__Job__. Continue the passage on the three-chamber glass bending system past its final sentence.

─── Given passage

An embodiment is described hereinafter using three chambers with a shuttle suction lower mold and a shuttle specific support.
This system is substantially identical to the preceding one except that the preliminary specific support is replaced by a suction lower mold serving as a preliminary support. This mold terminates the bending of the glass in the case of relatively complex shapes. The temperature range of the chambers is substantially identical to the preceding situation. However, in this variant, the passage of the first principal face of the glass (in the lower face position) below the upper homogeneous temperature occurs after bending on the suction lower mold, in particular when the glass is held against the transfer upper forming mold. The glass is then placed on the cooling specific support in the critical temperature range.
According to this variant, the separation and transfer means comprise
The gravity support is mobile laterally and able to be positioned under the separation upper forming mold, the gravity support and the separation upper forming mold are able to be moved toward one another or away from one another so that the separation upper forming mold can take charge of the glass, offload it from the gravity support and then be moved away from the latter, the suction lower mold is mobile laterally and able to enter the separation chamber, to be positioned under the separation upper forming mold, the suction lower mold and the separation upper forming mold are able to be moved toward one another or away from one another so that the separation upper forming mold can release and press the glass onto the suction lower mold and then be moved away from the latter, the suction lower mold is able to exit the separation chamber loaded with glass and then able to enter the transfer chamber (the exit of the separation chamber and the entry of the transfer chamber generally being concomitant during the same lateral movement) and to be positioned under the transfer upper forming mold, the suction lower mold and the transfer upper forming mold are able to be moved toward one another or away from one another (by movement of either one or both of them) so that the transfer upper forming mold can take charge of the glass, offload it from the suction lower mold and then be moved away from the latter, the cooling specific support is mobile laterally and able to enter or to exit the transfer chamber and to be positioned under the transfer upper forming mold or to be moved away from that position, and the cooling specific support and the transfer upper forming mold are able to be moved toward one another or away from one another (by movement of either one or both of them) so that the transfer upper forming mold can release the glass onto the cooling specific support.
The gravity support carrying the glass is positioned under the separation upper forming mold, after which the glass is separated from the gravity support by the separation upper forming mold and held against it in the separation chamber at a temperature lower than the temperature of the glass on the gravity support at the moment of separation, after which a bending suction lower mold able to bend the glass by suction on its first principal face, termed a suction lower mold, mobile laterally and able to enter or to exit the separation chamber is positioned under the glass, after which the separation upper forming mold releases the glass onto it, after which the suction lower mold carrying the glass exits the separation chamber and enters the transfer chamber, the temperature of the transfer chamber being lower than the temperature of the separation chamber, the glass being bent on the suction lower mold in the separation chamber and/or the transfer chamber, after which the glass is separated from the suction lower mold by the transfer upper forming mold, after which the cooling specific support is positioned under the glass and the transfer upper forming mold releases the glass onto it, after which the cooling specific support carrying the glass exits the transfer chamber for continued cooling of the glass. For continued cooling of the glass, the cooling specific support carrying the glass can enter a cooling chamber set to a temperature lower than the temperature of the transfer chamber, the cooling chamber being able to be at a temperature between 350 and 520° C.

──────
─── Provided records

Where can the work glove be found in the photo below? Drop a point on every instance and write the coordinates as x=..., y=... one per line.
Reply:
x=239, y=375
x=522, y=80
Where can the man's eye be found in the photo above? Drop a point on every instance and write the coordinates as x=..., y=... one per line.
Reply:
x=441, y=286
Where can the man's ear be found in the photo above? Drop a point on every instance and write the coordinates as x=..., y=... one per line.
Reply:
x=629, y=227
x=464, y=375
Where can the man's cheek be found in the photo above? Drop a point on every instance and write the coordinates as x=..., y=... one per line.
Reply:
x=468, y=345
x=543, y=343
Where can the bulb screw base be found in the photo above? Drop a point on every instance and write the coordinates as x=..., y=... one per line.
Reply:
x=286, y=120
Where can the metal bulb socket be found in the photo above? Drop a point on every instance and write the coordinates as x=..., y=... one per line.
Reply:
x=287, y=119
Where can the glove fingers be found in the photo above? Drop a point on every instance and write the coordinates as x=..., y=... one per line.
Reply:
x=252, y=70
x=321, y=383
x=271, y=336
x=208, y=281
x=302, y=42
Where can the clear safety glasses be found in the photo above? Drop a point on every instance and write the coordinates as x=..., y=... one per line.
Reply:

──────

__Answer to this exercise__.
In the context of the present invention, a so-called specific support is used, with no contact with the peripheral zone of the first principal face of the glass, in at least a part of the critical temperature range. Different types of specific support may be envisaged.
According to one embodiment a specific support comes into contact with the first principal face of the glass through a plurality of contact zones touching the glass only in the “contact band” defined above. The supporting surface of the specific support coming into contact with the glass is therefore discontinuous.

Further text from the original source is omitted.